▸ **ACTIVITIES**
1 > In the passage on DNA inheritance, over about how many generations can the DNA of some ancestors be completely lost?
2 > Write the next part of the passage on DNA inheritance, continuing after its final sentence.

▸ **PASSAGE**
Within that critical one percent, some mutations produce effects such as different eye and hair colors. Others might make a person smarter, stronger, have a better immune system ... or be fatal.

Non-fatal mutations accumulate over the centuries making everyone's DNA different. A particular difference can be found in their offsprings' DNA IF it is part of the 50 percent they received from the parent.

Since a child gets only 23 chromosomes from each parent, is it possible those 23 came from only one grandparent? It's possible, but unlikely. When sex cells are made, about half the time, portions of the pairs swap DNA, making many of the chromosomes in a sex cell a hybrid of the parents' chromosomes. However, over the course of about 10 generations - about 250 years - the DNA of some of the people we call ancestors will, on average, be completely lost - we will have none of their DNA! A person alive today may be a descendant of a passenger on the Mayflower, but not share any common DNA with them!

So-called identical siblings are the result of a chance event in the womb. While the embryo is still only a few cells, it separates into two or more pieces. Once they lose touch with each other, each group replaces the missing part, eventually yielding two or more offspring with identical DNA.

Almost!

Since every cell division opens the door to a mutation, the cells of "identical" siblings will also differ to a degree.

For peoples who historically didn't travel much or tended to marry within the same group, mutations within the group tended to also remain within it. So when a living person's DNA sample contains one of these mutations, it is quite likely the person had an ancestor from that group. This is how a testing company predicts what percentage Irish, Ashkenazi Jew or sub-Saharan African a person is. But these are likelihoods, not certainties, and depend on what degree of similarity the person has with the people in the company's database.

▸ **DATASET**
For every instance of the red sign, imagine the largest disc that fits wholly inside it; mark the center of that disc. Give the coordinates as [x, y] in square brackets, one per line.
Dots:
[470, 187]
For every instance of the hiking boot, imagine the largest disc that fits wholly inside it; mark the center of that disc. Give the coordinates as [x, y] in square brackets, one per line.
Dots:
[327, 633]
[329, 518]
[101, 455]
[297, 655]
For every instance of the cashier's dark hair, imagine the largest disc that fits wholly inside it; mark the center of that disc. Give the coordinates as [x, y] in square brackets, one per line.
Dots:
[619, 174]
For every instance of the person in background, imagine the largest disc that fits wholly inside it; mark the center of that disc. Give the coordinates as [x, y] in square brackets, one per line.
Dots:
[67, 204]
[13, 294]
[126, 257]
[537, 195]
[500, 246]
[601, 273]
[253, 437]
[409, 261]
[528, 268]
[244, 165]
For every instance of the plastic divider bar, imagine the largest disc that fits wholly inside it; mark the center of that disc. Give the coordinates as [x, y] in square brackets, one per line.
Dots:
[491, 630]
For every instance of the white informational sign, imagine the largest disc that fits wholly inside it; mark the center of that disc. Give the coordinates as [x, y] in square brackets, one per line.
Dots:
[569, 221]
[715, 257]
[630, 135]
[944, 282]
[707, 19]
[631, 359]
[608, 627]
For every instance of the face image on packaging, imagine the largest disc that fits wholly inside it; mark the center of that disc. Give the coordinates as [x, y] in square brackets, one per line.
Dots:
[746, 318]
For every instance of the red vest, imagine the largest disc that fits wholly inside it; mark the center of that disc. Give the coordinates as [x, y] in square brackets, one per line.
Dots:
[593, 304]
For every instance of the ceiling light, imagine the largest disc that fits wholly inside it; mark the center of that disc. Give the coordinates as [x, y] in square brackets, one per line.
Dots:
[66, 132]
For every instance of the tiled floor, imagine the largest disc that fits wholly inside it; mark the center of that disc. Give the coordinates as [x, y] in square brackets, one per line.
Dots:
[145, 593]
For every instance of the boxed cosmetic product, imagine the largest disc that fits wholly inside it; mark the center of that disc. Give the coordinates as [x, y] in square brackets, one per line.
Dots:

▸ **RESULTS OF THE TASKS**
1 > About 10 generations, or roughly 250 years.

2 >
European folks and their descendants have been into genealogy for some time, but Africans, Asians and Latin Americans not so much, making the database portions for those regions less reliable. In addition, companies like 23andme and Ancestry have different and continually-expanding databases. With different pools of data and different criteria for what constitutes a match, origin reports will be somewhat different.

If a sample submitter agrees to allow his or her DNA profile to be searched by others, a connection with a distant relative may be found and the amount of common DNA will provide guidance on what the closeness of the relationship is. For example: a child gets exactly half its DNA from each parent. A parent's sibling, on average, shares half, so that child and the aunt or uncle typically share a quarter of their DNA. A child of the aunt or uncle also only receives half, so first cousins will usually share one eighth of their DNA. But the same results will occur between a child and an aunt or uncle if the parent and the aunt or uncle are only half siblings.

If someone just wants to know his or her general origins, the $100 DNA test will fill the bill. But it won't provide the names of ancestors or the precise locations of where they lived. That is why sites like Ancestry.com continue to accumulate public records.

Old-fashioned techniques, perhaps augmented by DNA testing, are the only way to answer the question, "Who are you?"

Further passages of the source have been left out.